Natural-language object grounding data
┄┄┄┄┄┄┄┄┄┄

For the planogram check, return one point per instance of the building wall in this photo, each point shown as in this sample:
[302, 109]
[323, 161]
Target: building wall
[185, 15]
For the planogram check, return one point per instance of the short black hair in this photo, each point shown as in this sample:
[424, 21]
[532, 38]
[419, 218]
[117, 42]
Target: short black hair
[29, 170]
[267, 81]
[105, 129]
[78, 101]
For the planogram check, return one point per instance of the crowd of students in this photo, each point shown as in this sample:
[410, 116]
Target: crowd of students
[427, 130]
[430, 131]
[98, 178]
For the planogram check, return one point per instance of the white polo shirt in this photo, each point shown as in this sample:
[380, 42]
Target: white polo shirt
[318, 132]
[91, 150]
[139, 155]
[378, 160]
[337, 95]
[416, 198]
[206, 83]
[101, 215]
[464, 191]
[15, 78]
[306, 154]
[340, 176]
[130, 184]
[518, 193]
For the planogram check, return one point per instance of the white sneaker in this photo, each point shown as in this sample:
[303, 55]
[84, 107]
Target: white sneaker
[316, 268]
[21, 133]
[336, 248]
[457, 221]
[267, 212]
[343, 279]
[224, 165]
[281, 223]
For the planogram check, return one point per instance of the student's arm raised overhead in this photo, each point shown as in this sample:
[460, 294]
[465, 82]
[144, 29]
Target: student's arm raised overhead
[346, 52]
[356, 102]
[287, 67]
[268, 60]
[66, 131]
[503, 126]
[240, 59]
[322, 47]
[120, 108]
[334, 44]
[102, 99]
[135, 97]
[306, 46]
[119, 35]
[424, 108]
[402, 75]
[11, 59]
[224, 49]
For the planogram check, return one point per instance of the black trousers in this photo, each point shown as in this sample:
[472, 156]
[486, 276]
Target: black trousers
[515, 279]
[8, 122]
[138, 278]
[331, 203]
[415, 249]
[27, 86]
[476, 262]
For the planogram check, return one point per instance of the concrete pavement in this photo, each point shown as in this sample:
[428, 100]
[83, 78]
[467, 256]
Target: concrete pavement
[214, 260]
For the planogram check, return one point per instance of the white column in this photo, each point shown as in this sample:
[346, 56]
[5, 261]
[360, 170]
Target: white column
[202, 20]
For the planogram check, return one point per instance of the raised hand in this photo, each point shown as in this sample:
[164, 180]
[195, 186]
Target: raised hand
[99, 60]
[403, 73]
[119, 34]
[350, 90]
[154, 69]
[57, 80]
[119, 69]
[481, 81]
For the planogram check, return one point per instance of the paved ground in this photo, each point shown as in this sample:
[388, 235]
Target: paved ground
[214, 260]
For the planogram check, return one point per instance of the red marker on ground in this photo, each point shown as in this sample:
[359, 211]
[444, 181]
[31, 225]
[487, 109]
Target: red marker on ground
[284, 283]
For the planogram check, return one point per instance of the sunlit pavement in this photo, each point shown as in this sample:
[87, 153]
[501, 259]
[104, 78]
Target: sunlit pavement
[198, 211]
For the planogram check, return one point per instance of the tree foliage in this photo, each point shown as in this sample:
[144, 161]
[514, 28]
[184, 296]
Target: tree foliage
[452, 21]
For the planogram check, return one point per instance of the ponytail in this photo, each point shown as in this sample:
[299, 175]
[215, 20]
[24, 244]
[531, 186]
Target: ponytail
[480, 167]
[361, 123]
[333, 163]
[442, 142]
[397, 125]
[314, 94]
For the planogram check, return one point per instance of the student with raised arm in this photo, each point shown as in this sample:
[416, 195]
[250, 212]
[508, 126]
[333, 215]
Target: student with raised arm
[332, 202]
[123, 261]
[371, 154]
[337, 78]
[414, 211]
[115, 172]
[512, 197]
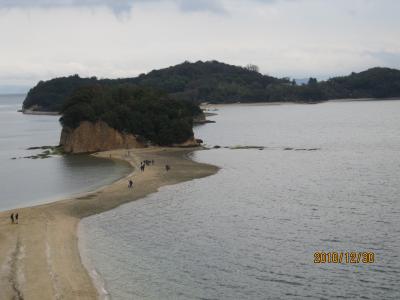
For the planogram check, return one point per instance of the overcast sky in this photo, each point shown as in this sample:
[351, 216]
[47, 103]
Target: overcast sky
[41, 39]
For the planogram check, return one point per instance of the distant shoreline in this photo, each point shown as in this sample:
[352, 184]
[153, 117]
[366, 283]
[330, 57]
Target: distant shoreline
[208, 105]
[39, 257]
[38, 112]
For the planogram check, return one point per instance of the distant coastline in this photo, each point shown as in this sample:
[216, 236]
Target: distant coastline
[39, 112]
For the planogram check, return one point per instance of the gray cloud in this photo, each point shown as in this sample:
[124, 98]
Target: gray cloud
[117, 6]
[121, 6]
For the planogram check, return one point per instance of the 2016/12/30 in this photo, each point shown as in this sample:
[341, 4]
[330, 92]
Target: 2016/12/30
[344, 257]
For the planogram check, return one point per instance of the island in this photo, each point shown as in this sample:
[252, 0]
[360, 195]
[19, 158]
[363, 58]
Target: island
[216, 82]
[103, 117]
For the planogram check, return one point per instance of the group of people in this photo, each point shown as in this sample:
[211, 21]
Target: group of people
[145, 163]
[14, 218]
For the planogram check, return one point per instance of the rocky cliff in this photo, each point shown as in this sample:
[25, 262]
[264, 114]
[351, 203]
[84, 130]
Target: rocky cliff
[93, 137]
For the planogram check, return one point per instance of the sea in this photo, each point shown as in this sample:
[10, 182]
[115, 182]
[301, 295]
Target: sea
[295, 180]
[26, 181]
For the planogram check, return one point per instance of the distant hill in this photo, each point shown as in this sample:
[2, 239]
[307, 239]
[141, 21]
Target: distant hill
[217, 82]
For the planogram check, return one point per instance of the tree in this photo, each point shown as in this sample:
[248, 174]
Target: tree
[252, 68]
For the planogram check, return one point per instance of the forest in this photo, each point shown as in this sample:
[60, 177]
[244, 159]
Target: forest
[147, 113]
[217, 82]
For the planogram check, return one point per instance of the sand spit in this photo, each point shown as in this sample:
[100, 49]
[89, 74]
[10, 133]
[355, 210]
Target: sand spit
[39, 257]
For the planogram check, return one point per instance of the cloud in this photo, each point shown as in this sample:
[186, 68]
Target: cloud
[117, 6]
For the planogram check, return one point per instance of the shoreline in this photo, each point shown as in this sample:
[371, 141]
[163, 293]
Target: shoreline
[40, 258]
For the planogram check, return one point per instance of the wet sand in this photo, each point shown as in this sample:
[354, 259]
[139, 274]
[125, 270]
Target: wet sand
[39, 257]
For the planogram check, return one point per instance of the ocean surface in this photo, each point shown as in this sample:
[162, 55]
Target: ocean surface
[23, 181]
[328, 180]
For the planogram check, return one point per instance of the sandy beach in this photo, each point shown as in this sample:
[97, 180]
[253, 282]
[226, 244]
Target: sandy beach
[39, 257]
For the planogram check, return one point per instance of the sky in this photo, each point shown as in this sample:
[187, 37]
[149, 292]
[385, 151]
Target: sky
[42, 39]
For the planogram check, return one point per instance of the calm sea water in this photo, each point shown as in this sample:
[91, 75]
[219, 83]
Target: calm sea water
[251, 230]
[24, 182]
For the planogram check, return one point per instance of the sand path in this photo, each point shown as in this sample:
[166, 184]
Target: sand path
[39, 257]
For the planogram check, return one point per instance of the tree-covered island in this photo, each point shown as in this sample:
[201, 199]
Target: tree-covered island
[216, 82]
[142, 112]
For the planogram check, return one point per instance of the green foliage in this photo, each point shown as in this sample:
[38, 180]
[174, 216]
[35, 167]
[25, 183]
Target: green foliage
[216, 82]
[127, 108]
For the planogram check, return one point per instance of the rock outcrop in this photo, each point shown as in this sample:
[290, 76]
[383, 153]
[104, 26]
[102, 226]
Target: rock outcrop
[94, 137]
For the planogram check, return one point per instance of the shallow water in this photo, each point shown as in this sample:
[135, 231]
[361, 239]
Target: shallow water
[251, 230]
[25, 182]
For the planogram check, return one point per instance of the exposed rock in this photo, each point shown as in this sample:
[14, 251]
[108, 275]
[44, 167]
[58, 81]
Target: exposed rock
[93, 137]
[201, 119]
[192, 142]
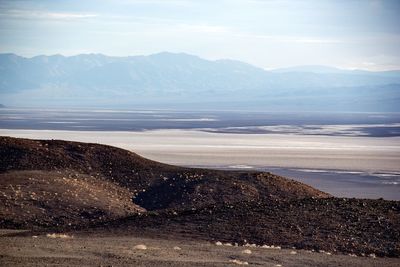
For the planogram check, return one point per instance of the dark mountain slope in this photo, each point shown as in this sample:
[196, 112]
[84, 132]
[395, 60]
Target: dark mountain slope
[60, 185]
[152, 185]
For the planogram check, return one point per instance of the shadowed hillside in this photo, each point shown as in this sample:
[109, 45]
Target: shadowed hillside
[68, 185]
[69, 171]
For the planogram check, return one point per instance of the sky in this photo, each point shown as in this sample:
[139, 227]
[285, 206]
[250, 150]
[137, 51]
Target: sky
[270, 34]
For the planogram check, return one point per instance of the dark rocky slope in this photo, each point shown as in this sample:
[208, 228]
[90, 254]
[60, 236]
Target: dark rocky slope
[70, 185]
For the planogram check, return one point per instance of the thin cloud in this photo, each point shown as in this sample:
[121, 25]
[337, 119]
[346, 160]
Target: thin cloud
[35, 14]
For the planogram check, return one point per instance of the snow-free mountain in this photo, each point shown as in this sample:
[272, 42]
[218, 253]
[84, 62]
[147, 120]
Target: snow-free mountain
[169, 80]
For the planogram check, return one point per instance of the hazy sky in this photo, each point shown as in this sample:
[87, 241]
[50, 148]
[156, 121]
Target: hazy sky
[350, 34]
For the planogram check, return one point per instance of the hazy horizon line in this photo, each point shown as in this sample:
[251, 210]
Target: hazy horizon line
[203, 58]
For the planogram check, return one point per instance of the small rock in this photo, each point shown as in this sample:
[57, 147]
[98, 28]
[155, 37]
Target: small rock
[246, 251]
[140, 247]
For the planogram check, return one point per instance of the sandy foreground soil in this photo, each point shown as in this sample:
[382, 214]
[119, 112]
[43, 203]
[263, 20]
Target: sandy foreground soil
[191, 148]
[102, 249]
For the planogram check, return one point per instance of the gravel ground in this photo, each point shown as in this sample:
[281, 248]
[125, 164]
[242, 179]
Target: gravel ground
[101, 249]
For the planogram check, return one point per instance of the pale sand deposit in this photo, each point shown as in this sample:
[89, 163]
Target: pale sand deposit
[187, 147]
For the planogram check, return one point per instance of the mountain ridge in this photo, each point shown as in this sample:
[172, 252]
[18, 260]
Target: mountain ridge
[177, 79]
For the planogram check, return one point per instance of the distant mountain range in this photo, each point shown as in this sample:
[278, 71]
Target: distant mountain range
[182, 81]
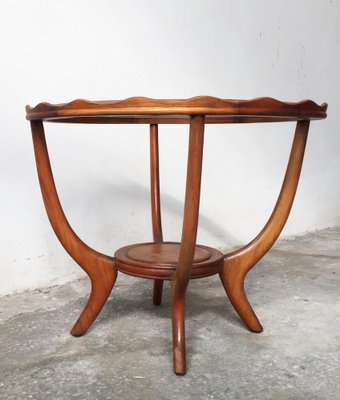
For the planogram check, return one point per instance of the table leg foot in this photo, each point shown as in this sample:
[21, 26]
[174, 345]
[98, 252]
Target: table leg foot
[233, 282]
[178, 330]
[157, 291]
[101, 286]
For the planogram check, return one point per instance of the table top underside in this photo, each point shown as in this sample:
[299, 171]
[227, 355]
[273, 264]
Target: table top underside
[154, 111]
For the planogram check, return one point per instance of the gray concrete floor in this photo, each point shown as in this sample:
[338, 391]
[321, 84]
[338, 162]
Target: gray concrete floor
[295, 291]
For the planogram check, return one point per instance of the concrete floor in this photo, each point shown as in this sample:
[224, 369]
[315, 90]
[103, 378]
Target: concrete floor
[295, 291]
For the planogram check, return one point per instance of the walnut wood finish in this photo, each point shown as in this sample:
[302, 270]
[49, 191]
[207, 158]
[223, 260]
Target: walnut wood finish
[155, 204]
[137, 107]
[189, 231]
[238, 263]
[99, 267]
[159, 260]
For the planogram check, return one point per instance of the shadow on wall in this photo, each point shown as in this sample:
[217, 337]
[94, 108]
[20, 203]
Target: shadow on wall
[124, 210]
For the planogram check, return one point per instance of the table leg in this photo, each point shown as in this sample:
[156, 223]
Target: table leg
[99, 267]
[155, 204]
[238, 263]
[181, 276]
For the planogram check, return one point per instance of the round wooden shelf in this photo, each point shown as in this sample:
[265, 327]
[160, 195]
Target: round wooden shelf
[158, 260]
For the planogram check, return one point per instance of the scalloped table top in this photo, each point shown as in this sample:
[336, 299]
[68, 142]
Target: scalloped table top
[146, 110]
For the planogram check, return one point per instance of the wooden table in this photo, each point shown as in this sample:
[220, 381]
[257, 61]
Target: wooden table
[159, 260]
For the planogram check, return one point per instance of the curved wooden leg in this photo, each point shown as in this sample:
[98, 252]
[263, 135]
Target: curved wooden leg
[99, 267]
[178, 328]
[155, 204]
[157, 291]
[182, 273]
[238, 263]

┄┄┄┄┄┄┄┄┄┄

→ Task:
Could you please retype the lines from the start of the data through the line with "of the crowd", both included, and nothing else?

→ Solution:
For the planogram check, return one point per instance of the building wall in this photo, each point shown as in this sample:
[302, 109]
[323, 161]
Target: building wall
[185, 15]
For the planogram check, return one point per instance of the short black hair in this photo, each point shown as in this sample:
[424, 21]
[532, 38]
[419, 218]
[117, 42]
Target: short black hair
[29, 170]
[267, 81]
[105, 129]
[78, 101]
For the planogram check, return one point per instance of the crowd of students in this photo, each point shown as in this sample:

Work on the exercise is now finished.